__Task statement__:
Using the records below, copy out exactly the line that contains "of the broken" and every line that follows it, up to and including the last, and no others.

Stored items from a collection
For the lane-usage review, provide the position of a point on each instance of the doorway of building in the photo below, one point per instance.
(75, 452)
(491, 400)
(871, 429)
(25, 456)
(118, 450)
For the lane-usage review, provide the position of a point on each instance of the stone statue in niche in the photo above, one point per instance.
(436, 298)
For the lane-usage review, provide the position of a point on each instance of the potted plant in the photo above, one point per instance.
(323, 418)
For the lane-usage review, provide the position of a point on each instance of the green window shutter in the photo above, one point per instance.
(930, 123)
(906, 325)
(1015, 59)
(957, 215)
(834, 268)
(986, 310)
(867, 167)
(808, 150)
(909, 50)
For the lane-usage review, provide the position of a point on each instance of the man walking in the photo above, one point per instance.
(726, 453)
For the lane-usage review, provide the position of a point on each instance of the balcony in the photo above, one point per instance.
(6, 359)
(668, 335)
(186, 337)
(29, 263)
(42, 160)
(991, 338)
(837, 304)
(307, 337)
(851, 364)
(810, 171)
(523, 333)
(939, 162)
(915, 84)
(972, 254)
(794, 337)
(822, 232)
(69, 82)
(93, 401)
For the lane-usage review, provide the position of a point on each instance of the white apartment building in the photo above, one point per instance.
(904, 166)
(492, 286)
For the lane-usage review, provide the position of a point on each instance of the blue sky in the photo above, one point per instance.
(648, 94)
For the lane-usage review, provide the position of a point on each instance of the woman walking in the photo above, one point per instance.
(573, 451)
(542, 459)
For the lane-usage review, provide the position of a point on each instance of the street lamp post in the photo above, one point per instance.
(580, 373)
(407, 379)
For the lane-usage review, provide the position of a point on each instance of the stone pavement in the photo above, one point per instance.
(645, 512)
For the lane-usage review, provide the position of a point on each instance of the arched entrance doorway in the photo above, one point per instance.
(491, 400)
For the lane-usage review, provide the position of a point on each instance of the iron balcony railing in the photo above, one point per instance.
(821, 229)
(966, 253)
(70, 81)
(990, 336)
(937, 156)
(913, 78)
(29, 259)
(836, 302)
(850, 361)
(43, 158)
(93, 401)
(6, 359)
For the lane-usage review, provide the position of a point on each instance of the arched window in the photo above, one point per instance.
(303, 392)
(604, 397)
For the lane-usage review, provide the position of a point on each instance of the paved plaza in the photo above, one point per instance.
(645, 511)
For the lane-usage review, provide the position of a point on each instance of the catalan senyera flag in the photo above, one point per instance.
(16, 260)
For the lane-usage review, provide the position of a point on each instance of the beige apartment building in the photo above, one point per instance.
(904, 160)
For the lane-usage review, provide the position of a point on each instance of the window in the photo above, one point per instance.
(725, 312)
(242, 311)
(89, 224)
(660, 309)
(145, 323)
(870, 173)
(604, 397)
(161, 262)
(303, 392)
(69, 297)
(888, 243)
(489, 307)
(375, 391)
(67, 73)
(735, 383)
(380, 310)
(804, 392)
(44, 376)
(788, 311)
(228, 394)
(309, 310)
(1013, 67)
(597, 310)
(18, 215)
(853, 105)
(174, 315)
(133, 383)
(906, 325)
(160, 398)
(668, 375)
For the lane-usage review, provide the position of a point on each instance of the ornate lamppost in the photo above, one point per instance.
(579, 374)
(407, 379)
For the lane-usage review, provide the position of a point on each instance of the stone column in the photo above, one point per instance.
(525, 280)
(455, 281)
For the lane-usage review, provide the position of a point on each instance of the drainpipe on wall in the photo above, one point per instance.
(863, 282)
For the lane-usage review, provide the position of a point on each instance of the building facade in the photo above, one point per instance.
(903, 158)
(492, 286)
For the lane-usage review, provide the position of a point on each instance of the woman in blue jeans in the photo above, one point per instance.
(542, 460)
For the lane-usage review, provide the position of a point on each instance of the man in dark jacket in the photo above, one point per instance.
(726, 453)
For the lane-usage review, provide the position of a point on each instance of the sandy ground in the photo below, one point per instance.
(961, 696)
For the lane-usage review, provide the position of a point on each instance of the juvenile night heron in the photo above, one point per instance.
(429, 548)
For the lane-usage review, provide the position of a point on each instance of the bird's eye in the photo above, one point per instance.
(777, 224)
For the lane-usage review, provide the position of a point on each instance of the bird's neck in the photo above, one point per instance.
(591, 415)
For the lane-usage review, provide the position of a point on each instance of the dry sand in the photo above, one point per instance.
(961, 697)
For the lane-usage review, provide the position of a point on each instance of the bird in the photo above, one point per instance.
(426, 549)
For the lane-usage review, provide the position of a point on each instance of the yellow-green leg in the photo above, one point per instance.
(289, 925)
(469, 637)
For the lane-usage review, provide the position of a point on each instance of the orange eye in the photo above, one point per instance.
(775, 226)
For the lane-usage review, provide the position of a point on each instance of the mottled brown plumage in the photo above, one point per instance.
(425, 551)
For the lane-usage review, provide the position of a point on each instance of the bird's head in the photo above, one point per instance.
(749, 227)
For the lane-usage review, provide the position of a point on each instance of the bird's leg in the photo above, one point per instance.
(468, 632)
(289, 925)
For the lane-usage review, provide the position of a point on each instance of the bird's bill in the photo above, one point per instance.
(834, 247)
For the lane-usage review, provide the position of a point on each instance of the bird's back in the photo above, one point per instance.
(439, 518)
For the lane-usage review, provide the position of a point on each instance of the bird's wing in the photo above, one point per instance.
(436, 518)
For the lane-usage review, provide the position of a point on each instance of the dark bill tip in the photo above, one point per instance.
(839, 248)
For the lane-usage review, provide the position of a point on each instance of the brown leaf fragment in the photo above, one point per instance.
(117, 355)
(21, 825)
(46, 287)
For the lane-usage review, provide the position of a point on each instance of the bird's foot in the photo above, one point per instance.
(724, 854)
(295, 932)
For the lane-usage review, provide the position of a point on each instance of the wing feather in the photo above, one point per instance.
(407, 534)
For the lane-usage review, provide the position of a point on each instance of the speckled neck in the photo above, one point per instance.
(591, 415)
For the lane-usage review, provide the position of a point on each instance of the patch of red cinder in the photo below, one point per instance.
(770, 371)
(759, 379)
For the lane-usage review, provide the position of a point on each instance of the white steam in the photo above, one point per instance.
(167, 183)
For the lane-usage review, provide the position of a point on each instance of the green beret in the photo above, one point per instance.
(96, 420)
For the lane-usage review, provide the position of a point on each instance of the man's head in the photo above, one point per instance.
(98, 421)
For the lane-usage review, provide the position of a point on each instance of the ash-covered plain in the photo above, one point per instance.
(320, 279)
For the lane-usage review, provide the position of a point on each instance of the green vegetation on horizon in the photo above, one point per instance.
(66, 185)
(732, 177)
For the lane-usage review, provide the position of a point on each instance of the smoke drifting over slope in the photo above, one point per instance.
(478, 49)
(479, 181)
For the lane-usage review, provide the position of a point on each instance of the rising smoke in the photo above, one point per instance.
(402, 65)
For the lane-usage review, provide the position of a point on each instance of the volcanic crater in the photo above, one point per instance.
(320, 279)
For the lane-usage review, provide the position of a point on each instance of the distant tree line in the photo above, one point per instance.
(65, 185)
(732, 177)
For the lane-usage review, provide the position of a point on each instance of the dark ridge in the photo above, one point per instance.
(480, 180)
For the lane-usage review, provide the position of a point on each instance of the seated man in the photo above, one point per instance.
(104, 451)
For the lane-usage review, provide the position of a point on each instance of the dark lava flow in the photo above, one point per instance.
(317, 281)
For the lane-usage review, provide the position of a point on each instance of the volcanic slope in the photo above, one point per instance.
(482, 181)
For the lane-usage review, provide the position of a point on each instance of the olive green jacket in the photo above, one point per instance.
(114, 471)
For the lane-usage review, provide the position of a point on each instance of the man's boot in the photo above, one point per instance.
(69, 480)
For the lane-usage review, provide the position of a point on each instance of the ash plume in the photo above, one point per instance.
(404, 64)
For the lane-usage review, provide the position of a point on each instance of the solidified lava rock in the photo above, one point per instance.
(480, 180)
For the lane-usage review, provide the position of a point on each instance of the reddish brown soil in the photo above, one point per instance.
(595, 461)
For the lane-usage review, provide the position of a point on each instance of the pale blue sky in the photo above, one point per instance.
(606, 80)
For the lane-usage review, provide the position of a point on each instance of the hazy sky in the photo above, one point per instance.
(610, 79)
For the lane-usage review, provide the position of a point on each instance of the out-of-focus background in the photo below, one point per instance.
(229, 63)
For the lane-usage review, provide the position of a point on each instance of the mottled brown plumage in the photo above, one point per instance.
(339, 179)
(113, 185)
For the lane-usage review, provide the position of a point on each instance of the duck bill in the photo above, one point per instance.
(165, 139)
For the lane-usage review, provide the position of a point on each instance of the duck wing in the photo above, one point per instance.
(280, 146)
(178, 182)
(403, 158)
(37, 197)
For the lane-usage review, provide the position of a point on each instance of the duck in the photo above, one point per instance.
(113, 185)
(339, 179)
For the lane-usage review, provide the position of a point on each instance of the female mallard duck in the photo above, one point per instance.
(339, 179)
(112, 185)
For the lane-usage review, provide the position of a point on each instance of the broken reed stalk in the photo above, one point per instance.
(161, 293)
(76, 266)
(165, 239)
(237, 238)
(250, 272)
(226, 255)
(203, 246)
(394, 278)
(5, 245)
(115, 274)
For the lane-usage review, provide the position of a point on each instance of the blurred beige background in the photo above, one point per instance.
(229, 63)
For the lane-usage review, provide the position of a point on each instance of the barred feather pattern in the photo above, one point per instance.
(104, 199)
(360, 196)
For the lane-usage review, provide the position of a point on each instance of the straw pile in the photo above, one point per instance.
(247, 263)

__Solution to the exercise__:
For the lane-usage review, provide the position of a point on each instance of the broken reed stalk in the photo above, one point per instance.
(161, 293)
(76, 266)
(165, 239)
(237, 238)
(250, 272)
(226, 255)
(203, 246)
(394, 278)
(5, 245)
(115, 274)
For the lane-usage review, provide the position of a point on each instance of the blurred beige background in the photo above, one point per instance.
(229, 63)
For the lane-usage review, provide the position of a point on each instance of the barred feather pattern in the photo above, one point per instance.
(104, 199)
(360, 196)
For the lane-usage review, provide the position of a point on each instance of the straw pile in the photo above, one point per instance.
(247, 263)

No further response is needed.